Source document —
>>>

Required reading is now three articles, about 40 minutes total. The fourth item is an optional transformer refresher only if the attention/KV-cache basics feel stale.
Required - 12 min
A current, practical explanation of prefill, decode, KV cache, TTFT, and inter-token latency. It gives you the vocabulary interviewers expect when discussing LLM serving behavior.
Extract: prefill is the prompt-processing phase; decode is the token-by-token phase that repeatedly reuses cached K/V state.
Required - 18 min
The best fit for Course 1 because it derives KV caching, chunked prefill, and continuous batching from the user-visible behavior of chat systems. It is more directly useful here than a broad optimization survey.
Extract: continuous batching is iteration-level scheduling; it keeps GPU work full while requests enter and leave at different times.
Required - 10 min
The canonical vLLM introduction. It explains why KV cache fragmentation limits batching and how PagedAttention applies virtual-memory ideas to LLM serving.
Extract: PagedAttention is a memory-management design; better cache packing lets the serving layer batch more active sequences.
Optional - 8 min
Use only as a quick refresher if Q/K/V, attention, and autoregressive decoding are not fresh. It is background, not a required AI infra article.
Extract: why decoding produces one token at a time even though each forward pass uses highly parallel matrix operations.
Selection Note
The original first-course list was too broad. Redis, Hugging Face, and the vLLM blog are the strongest required set for a one-hour serving-foundations session. Jay Alammar is useful but optional. NVIDIA's inference optimization article is high-quality, but it is better for Course 2 because it introduces too many knobs at once. The Anthropic and OpenAI agent articles move to the agent architecture week.

<<<

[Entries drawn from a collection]
>>>

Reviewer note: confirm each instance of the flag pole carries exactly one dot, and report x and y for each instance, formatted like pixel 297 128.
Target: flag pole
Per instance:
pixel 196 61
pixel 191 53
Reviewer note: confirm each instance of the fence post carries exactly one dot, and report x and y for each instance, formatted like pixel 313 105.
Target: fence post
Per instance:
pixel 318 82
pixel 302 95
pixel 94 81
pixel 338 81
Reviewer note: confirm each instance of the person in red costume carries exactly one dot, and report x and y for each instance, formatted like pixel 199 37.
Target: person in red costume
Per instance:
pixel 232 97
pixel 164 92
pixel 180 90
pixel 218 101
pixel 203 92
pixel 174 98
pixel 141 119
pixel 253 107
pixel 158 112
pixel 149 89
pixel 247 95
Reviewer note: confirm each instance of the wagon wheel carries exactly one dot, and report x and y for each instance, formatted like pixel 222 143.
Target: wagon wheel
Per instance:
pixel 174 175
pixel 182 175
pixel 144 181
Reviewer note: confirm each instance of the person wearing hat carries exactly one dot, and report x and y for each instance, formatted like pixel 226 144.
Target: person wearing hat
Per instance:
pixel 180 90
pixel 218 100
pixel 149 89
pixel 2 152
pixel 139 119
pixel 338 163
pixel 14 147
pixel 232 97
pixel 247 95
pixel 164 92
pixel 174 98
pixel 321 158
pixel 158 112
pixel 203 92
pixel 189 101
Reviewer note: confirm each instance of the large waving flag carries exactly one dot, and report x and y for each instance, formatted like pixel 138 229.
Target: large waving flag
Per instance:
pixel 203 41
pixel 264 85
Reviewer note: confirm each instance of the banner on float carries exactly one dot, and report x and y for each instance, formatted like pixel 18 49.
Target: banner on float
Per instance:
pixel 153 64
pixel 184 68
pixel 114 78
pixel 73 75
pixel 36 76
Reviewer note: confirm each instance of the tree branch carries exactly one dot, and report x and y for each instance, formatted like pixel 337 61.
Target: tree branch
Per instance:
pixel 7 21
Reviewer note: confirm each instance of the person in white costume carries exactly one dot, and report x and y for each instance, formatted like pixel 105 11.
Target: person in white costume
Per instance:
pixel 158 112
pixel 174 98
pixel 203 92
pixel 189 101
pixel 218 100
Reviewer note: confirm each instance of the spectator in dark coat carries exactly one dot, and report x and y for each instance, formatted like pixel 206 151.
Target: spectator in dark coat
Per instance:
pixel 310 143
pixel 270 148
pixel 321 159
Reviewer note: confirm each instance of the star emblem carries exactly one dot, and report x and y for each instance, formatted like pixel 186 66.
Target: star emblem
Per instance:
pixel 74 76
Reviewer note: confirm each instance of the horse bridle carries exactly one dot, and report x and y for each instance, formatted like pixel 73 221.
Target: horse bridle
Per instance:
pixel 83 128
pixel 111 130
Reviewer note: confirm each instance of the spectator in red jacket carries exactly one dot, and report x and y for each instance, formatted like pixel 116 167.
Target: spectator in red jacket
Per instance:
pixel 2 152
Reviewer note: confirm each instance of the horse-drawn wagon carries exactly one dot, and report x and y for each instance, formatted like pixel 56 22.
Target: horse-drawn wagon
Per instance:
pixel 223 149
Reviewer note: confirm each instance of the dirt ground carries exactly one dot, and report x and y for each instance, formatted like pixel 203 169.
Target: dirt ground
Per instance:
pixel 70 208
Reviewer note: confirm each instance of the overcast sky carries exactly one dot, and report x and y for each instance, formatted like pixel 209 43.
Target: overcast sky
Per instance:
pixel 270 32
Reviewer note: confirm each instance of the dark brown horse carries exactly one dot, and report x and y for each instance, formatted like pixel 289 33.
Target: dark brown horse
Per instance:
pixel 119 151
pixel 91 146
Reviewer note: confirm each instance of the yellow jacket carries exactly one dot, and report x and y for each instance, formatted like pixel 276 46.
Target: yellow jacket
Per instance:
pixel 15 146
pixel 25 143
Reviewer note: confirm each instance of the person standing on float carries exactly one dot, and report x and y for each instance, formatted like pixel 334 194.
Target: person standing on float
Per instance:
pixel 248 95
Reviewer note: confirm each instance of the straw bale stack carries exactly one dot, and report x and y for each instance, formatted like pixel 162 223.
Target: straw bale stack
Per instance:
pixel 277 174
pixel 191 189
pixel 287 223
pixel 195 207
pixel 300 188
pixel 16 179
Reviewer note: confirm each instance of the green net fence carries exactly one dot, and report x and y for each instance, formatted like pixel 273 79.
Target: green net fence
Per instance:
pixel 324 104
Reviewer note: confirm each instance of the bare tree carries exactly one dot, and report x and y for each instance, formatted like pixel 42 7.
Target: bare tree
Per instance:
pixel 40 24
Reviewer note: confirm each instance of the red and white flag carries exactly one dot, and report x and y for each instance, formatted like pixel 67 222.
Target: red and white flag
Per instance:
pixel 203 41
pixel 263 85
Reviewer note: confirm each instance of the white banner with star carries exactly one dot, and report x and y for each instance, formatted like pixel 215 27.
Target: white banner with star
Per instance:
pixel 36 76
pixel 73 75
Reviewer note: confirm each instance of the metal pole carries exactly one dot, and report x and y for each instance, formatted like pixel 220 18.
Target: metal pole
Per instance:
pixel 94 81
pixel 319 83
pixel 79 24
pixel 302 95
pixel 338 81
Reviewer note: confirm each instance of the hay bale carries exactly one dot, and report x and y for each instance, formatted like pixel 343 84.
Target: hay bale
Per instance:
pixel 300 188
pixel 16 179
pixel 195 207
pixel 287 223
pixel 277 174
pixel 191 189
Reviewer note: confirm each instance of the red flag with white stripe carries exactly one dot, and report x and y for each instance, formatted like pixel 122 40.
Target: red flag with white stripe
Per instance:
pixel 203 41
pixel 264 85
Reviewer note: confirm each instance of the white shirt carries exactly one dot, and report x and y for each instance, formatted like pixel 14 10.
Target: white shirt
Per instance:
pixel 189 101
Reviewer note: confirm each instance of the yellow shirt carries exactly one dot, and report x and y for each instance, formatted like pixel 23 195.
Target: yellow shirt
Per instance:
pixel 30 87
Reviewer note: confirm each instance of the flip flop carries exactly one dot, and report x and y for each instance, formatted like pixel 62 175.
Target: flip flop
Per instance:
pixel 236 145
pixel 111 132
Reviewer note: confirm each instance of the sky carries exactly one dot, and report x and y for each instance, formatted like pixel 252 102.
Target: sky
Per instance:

<<<

Task details —
According to the serving-foundations reading list, why is NVIDIA's inference optimization article better suited to Course 2? The records have nothing to do with this.

Answer for the task —
It introduces too many knobs at once.